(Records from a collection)
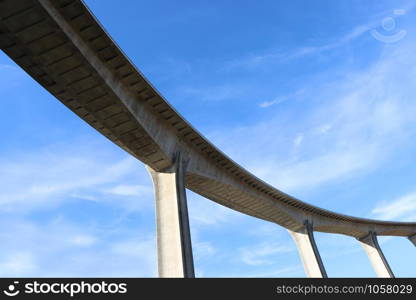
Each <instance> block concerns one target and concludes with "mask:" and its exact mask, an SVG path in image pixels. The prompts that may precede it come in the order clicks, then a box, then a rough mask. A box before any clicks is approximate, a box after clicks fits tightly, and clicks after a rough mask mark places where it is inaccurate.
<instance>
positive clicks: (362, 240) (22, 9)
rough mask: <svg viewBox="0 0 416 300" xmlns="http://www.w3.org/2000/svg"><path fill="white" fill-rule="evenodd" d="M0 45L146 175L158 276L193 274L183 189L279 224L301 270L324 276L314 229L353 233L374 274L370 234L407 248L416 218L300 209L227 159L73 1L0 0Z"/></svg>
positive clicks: (376, 267)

**Your objective**:
Look through the records and copy down every line that holds "positive".

**Result of the exercise**:
positive clicks: (362, 240) (22, 9)
positive clicks: (376, 267)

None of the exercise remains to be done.